━━━━━ Excerto

Papa Francisco e “os valores dos italianos” (Sal da Terra)
A poucos meses
da eleição do Papa Francisco, a sua influência faz-se sentir de tal maneira no comportamento
dos italianos que mereceu mesmo uma referência expressa no Relatório do Estudo que
uma conceituada empresa de análises sociológicas dedica anualmente, por encargo do
Estado, ao comportamento dos cidadãos e aos “valores” evidenciados. Se nos últimos
anos vinham aumentando sinais preocupantes de “egoísmo difuso, passividade, irresponsabilidade,
materialismo radical”, desta vez a ampla sondagem realizada aponta para uma inversão
de tendência, com a revalorização da espiritualidade e da interioridade e uma nova
disponibilidade ao voluntariado e ao serviço dos outros.
Teve justificado
destaque em Itália o Relatório publicado há dias pelo CENSIS (Centro Estudos e Investimentos
Sociais) com o título de “Os valores dos italianos 2013. O retorno do pêndulo”. Segundo
a análise interpretativa dos responsáveis do estudo, haveria indícios de um certo
despertar de esperança, de positividade e de energia, não obstante o persistir de
índices económico-sociais deprimentes. E o que é mais surpreendente para nós nesta
publicação “laica”, é a menção do Papa Francisco como tentativa de explicar a evolução
em curso.
Um dos pontos da análise intitula-se “Papafranciscanismo”, neologismo
que alude ao que parece ser um comportamento de massa suscitado pelo espírito e estilo
do Papa Francisco. “A figura do Papa está a despertar o interesse não só pela fé,
mas mais em geral pela vida espiritual e pelo gosto de certa frugalidade dos costumes”

━━━━━━━━━━
━━━━━ Dados

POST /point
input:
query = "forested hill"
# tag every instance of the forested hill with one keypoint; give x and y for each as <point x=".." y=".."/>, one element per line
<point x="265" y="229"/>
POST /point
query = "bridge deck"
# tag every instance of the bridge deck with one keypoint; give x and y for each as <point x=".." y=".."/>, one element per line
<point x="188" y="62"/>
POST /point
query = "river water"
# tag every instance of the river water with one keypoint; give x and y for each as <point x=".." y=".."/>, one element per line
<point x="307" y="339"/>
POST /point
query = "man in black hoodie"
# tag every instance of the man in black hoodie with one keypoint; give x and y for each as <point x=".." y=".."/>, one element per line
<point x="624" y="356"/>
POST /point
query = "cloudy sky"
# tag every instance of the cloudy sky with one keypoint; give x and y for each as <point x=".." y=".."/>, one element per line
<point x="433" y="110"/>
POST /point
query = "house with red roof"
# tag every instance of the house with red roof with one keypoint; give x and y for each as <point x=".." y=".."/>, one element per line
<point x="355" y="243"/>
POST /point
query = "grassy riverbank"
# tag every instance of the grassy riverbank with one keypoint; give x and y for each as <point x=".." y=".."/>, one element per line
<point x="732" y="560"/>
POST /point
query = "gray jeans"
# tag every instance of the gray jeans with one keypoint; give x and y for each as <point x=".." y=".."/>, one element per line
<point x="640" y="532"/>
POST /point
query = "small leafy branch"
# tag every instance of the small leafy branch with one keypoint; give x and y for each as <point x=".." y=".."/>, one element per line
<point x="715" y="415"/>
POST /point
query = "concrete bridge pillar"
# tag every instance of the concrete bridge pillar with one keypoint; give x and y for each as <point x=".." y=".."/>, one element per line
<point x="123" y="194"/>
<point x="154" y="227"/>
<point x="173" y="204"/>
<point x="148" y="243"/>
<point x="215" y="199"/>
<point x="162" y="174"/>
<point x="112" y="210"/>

━━━━━━━━━━

Enunciado 1: Transcreva do texto sobre o Papa Francisco e os valores dos italianos tudo o que vai desde "Papa Francisco e" até "serviço dos outros.".
Enunciado 2: Prossiga o texto sobre o Papa Francisco e os valores dos italianos a partir do ponto em que termina.

Resposta 1:
Papa Francisco e “os valores dos italianos” (Sal da Terra)
A poucos meses
da eleição do Papa Francisco, a sua influência faz-se sentir de tal maneira no comportamento
dos italianos que mereceu mesmo uma referência expressa no Relatório do Estudo que
uma conceituada empresa de análises sociológicas dedica anualmente, por encargo do
Estado, ao comportamento dos cidadãos e aos “valores” evidenciados. Se nos últimos
anos vinham aumentando sinais preocupantes de “egoísmo difuso, passividade, irresponsabilidade,
materialismo radical”, desta vez a ampla sondagem realizada aponta para uma inversão
de tendência, com a revalorização da espiritualidade e da interioridade e uma nova
disponibilidade ao voluntariado e ao serviço dos outros.

Resposta 2:
– lê-se no Relatório, que prossegue: “É de notar que os crentes, quer se trate de
um credo confessional ou não confessional, têm, mais do que os não crentes, a capacidade
de cultivar no espírito pensamentos positivos. Os crentes mostram maior vitalidade
dos não crentes, não só no que diz respeito à vida religiosa, mas também quando se
trata de ajudar pessoas em dificuldade ou de realizar um trabalho importante”. Mais
à frente, a concluir esta parte da análise, acrescenta-se: “Dir-se-ia que o hábito
de uma vida espiritual, de interioridade e porventura também de uma pertença religiosa,
tenha criado uma predisposição ao pensamento positivo”.
Estas observações
retiveram a atenção de um editorialista do “Corriere della Sera” (o maior quotidiano
de Itália, mais de 400.000 mil exemplares por dia), que confirma a existência de tal
“papafranciscanismo”. Escreve Paolo Conti num Editorial do passado dia 7: “O fenómeno
adverte-se bem e é muito difuso: papa Bergoglio, sem impor coisa nenhuma, propôs
um velho-novo modelo profundamente humano, mais do que religioso em sentido estrito,
e por isso mais fácil de advertir: imediatismo, simplicidade, ironia, recusa de circunlóquios
e formalismos, abandono definitivo dos luxos destinados a sublinhar a sua condição
de soberano.”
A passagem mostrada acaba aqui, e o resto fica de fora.